Copy the lines below exactly, from the line containing "Where can the blue" through the end of the rows, including both ends. Leave out any pictures.

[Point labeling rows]

┄┄┄┄┄┄┄┄┄┄

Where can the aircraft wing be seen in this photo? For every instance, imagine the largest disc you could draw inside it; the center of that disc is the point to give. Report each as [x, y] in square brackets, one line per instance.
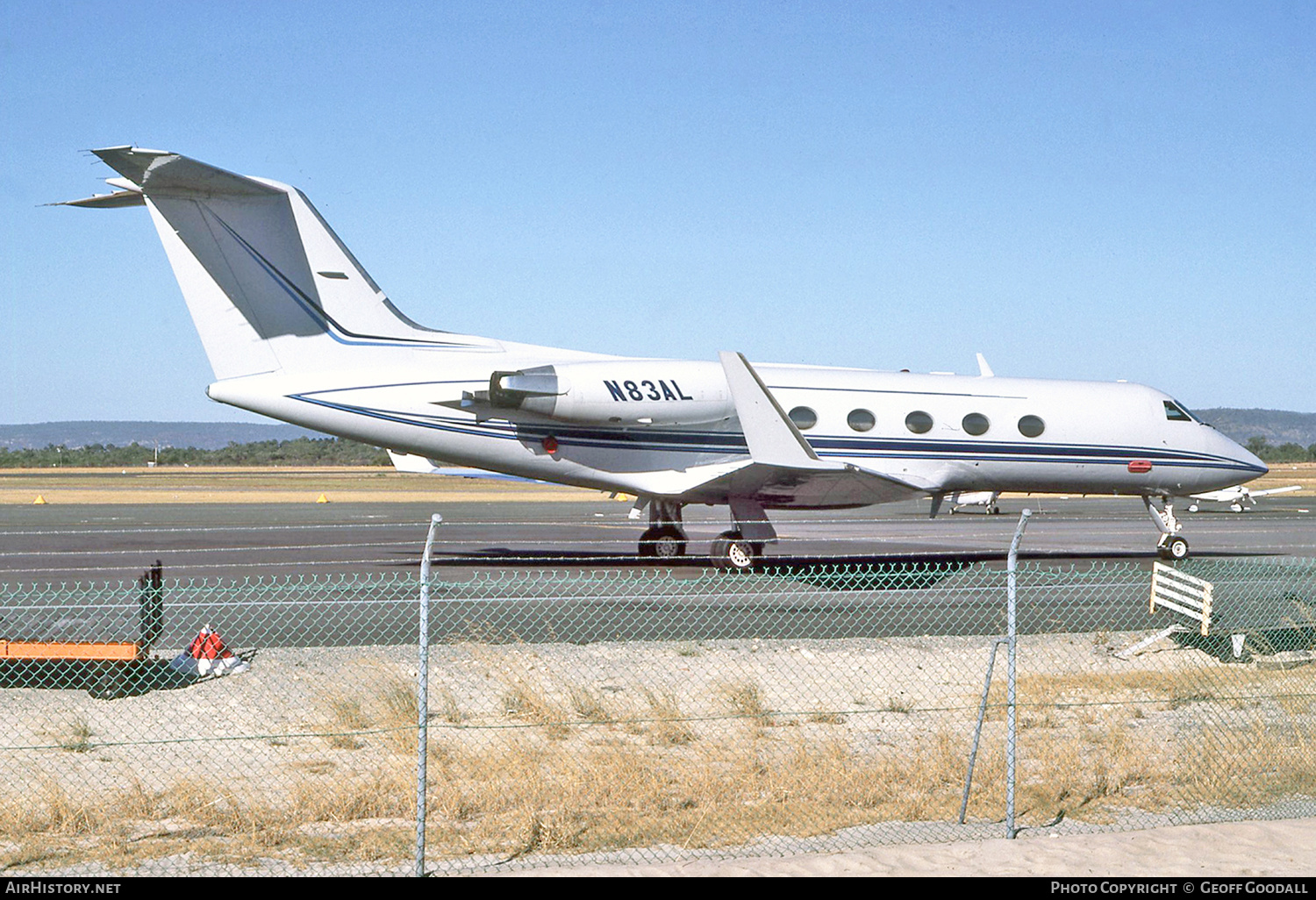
[783, 470]
[404, 462]
[1284, 489]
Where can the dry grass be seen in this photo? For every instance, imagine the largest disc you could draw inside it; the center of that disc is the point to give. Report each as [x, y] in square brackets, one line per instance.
[74, 734]
[558, 768]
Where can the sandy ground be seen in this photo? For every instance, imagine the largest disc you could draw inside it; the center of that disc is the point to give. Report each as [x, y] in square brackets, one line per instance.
[137, 739]
[1187, 852]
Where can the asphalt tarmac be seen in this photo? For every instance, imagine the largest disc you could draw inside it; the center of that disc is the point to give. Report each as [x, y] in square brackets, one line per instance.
[545, 571]
[86, 542]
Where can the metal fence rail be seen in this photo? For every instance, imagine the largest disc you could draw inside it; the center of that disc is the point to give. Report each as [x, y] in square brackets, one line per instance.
[640, 713]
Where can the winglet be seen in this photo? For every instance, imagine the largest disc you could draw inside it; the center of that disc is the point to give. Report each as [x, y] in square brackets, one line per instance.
[769, 432]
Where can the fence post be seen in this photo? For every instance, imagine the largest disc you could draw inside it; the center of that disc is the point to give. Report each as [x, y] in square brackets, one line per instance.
[1012, 639]
[423, 699]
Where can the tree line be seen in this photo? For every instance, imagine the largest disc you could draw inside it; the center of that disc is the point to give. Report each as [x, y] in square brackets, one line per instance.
[300, 452]
[336, 452]
[1282, 453]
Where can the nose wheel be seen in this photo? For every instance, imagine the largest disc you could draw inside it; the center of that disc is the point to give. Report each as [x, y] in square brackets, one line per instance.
[1173, 546]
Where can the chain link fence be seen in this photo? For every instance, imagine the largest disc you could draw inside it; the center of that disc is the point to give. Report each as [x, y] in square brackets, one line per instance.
[645, 713]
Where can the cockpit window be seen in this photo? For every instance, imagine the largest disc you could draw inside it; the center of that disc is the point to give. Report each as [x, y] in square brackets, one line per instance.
[1177, 413]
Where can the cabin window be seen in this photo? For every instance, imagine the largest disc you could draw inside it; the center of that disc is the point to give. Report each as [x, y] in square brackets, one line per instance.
[1031, 426]
[861, 420]
[976, 424]
[803, 418]
[919, 421]
[1177, 413]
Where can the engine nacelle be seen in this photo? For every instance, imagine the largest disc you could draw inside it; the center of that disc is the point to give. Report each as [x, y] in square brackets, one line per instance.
[620, 392]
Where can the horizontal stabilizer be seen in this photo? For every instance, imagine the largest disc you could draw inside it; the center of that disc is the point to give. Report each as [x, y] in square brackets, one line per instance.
[107, 200]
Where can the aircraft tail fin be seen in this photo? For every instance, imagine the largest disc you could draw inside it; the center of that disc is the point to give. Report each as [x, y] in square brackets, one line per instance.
[268, 282]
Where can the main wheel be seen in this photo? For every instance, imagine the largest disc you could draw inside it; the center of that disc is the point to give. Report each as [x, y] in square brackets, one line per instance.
[662, 542]
[733, 552]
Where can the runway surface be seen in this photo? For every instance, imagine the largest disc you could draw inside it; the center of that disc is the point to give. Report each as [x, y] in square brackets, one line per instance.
[79, 544]
[569, 570]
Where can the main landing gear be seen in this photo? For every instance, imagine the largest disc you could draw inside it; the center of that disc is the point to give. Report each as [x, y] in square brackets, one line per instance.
[665, 539]
[737, 549]
[1171, 545]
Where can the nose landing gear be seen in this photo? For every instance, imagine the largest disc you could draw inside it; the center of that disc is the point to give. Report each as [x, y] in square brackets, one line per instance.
[1171, 545]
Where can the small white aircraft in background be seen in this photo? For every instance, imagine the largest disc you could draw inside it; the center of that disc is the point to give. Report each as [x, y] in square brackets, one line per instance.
[295, 329]
[963, 499]
[1240, 496]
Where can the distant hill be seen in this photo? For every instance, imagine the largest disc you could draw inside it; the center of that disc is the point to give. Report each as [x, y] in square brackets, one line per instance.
[1276, 425]
[205, 436]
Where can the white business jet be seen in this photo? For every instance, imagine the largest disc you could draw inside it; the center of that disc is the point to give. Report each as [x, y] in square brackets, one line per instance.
[295, 329]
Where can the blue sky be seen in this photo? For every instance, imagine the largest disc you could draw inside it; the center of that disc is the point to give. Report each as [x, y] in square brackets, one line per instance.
[1076, 189]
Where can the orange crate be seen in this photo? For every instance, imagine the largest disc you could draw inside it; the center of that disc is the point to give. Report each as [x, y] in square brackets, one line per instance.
[68, 650]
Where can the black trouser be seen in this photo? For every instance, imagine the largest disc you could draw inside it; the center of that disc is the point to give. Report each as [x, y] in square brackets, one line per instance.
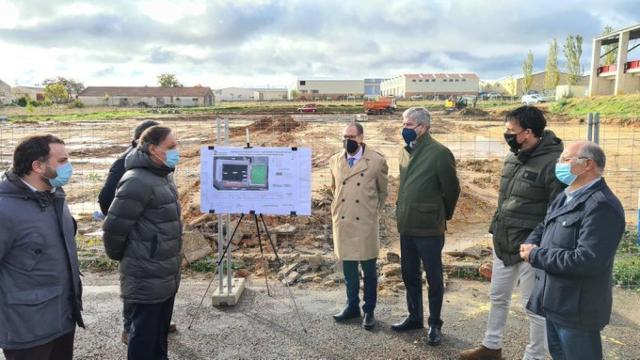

┄┄┄┄┄┄┄┄┄┄

**EXERCISE OUTPUT**
Where can the blue sky be seen in this photo? For every instance, imagine the largest disc you could draw inside it; the center of that disc is the point to give. Report each as [x, y] in square brackets, one line per instance.
[1076, 189]
Where can the orange crate be seen in this photo? For every instance, imagine the largest disc you could draw inside it; the center of that disc is the point to give. Report each as [x, y] in square brackets, one line per instance.
[68, 650]
Where can the black trouser be seen in this photo? For every instance, imagine the largest disc you could draw inside it; the center of that disc is the point to give. Report each as [x, y] in square brackets, one line per instance.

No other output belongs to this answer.